WHAT YOU ARE ASKED TO DO:
Turn the lines of the data below, from the line containing "[tag] suv license plate: a pin per instance" through the end of the data, into a numbered list, omitting any blank lines.

WORKING DATA:
_ _ _ _

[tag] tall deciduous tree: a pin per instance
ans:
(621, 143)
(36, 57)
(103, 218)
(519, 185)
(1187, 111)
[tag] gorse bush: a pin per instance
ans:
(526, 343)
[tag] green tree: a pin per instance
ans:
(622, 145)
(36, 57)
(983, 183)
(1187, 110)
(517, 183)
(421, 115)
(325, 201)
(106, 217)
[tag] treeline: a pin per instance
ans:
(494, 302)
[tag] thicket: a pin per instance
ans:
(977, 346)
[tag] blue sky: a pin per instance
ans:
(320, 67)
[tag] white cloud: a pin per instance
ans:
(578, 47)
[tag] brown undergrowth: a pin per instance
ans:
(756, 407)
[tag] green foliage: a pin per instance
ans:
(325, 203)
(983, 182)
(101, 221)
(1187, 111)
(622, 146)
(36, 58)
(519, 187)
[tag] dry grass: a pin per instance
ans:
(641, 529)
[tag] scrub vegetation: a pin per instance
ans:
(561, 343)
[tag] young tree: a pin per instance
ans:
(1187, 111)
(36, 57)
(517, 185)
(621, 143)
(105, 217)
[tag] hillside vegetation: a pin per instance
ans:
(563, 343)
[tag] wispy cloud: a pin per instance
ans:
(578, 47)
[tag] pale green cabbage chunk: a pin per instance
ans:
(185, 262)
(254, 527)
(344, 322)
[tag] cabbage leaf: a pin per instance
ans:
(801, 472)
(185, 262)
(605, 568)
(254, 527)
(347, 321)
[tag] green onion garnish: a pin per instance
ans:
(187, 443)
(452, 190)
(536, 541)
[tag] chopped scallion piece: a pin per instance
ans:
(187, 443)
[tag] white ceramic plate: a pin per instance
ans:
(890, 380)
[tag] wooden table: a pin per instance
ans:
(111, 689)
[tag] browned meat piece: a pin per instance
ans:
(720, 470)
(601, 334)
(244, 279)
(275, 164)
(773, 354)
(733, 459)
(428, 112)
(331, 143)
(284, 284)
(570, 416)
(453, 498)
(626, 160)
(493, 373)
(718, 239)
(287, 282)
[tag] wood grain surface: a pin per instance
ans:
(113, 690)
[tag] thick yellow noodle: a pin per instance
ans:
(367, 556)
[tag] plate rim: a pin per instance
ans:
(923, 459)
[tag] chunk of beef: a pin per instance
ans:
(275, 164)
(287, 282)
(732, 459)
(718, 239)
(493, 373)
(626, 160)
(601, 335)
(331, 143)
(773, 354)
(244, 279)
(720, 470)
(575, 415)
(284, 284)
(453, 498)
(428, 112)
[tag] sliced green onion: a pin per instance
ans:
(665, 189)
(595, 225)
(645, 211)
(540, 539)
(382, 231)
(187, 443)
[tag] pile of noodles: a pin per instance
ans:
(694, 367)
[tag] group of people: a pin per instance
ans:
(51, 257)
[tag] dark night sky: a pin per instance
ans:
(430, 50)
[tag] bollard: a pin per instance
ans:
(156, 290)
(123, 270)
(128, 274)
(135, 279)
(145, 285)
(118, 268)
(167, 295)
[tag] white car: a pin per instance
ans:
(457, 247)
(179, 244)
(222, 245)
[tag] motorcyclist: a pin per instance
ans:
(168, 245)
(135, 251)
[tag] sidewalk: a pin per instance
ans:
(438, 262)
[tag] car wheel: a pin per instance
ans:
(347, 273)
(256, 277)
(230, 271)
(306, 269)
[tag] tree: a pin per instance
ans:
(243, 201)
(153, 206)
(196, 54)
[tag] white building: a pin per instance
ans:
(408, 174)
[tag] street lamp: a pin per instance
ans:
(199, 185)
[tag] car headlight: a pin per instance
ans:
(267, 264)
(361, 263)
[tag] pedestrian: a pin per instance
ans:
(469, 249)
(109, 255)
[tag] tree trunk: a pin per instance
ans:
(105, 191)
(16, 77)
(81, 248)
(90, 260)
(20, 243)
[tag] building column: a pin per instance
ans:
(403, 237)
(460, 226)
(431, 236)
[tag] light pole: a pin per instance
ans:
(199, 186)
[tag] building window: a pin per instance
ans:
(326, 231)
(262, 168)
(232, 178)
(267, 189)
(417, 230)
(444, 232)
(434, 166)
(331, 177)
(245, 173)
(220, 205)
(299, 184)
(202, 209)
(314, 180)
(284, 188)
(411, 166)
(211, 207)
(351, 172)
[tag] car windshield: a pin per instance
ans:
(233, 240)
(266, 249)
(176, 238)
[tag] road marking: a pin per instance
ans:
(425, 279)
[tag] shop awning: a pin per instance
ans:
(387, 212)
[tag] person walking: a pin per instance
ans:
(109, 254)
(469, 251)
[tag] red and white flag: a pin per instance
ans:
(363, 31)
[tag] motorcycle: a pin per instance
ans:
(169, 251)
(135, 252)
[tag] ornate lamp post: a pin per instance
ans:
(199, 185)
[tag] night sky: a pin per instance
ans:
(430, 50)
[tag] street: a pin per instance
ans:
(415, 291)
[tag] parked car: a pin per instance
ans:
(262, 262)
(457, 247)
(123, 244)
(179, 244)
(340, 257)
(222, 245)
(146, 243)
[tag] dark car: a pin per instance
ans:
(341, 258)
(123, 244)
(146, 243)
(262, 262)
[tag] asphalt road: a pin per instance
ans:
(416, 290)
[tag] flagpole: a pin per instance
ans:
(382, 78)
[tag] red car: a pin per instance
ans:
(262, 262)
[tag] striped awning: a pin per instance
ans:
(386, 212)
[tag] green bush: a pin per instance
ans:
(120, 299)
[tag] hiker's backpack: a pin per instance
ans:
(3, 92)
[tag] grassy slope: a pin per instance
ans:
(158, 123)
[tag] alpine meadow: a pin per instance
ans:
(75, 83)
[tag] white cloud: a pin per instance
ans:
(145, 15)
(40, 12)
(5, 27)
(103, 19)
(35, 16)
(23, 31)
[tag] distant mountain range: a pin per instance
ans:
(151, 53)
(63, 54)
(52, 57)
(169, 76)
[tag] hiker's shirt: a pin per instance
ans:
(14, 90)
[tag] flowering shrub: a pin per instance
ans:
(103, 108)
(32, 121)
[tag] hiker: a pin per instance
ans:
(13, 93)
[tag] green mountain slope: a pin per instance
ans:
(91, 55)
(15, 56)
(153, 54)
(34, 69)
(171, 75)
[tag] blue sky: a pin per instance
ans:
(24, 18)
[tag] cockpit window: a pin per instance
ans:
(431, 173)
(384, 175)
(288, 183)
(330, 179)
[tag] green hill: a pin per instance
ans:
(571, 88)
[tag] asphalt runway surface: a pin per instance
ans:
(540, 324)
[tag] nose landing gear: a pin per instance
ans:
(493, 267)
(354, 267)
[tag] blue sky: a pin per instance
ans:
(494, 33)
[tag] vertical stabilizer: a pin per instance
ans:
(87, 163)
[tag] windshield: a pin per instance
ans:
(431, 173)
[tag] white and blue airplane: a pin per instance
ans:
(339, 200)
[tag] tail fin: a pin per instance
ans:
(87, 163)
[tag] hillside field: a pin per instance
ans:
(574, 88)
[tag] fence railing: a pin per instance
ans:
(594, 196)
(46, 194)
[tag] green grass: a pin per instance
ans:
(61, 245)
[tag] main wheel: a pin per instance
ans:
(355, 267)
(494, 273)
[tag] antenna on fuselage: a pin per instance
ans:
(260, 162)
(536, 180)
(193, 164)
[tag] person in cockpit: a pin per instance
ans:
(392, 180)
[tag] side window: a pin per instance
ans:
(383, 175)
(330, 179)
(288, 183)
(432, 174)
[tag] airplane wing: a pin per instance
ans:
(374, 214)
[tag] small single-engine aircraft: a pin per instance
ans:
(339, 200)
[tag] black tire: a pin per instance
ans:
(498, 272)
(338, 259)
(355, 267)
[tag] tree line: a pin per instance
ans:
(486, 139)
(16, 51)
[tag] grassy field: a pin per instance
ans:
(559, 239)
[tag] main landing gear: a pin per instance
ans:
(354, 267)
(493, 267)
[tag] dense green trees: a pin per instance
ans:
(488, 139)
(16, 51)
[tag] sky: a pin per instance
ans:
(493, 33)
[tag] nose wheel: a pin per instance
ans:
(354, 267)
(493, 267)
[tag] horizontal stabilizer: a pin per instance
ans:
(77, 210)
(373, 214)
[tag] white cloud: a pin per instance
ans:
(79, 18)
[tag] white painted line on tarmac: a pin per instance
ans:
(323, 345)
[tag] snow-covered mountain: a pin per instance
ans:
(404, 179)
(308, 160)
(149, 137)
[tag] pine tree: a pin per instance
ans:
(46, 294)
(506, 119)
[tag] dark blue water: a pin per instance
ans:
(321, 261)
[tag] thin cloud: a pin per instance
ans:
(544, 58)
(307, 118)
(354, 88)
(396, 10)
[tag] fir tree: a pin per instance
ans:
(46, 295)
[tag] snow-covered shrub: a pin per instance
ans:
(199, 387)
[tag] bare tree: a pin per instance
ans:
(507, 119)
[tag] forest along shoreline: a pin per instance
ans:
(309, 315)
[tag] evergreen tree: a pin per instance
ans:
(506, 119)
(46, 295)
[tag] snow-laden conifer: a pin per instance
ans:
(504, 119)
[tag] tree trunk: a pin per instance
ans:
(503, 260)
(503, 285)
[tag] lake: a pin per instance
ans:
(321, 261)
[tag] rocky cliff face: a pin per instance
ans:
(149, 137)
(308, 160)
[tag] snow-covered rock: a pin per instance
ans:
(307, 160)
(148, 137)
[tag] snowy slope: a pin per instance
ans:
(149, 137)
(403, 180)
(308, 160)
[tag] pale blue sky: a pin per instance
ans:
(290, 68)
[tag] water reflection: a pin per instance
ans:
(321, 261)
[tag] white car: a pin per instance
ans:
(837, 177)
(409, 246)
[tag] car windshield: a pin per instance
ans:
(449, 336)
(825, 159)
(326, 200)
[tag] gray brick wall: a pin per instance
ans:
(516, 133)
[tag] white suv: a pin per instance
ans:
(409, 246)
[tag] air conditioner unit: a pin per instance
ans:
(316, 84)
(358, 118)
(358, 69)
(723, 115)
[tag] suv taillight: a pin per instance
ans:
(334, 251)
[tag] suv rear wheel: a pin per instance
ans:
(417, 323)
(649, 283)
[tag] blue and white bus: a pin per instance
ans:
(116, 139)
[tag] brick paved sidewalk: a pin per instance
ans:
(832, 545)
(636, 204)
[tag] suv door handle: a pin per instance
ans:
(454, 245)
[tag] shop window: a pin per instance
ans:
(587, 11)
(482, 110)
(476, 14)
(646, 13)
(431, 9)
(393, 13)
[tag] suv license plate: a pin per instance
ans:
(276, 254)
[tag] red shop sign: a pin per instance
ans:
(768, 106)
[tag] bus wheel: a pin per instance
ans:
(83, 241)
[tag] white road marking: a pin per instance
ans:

_ _ _ _

FULL ANSWER:
1. [tag] suv license plate: a pin per instance
2. ans:
3. (276, 254)
4. [tag] red shop sign: a pin per instance
5. ans:
6. (768, 106)
7. [tag] bus wheel: a pin per instance
8. ans:
9. (83, 241)
10. [tag] white road marking: a pin per instance
11. ans:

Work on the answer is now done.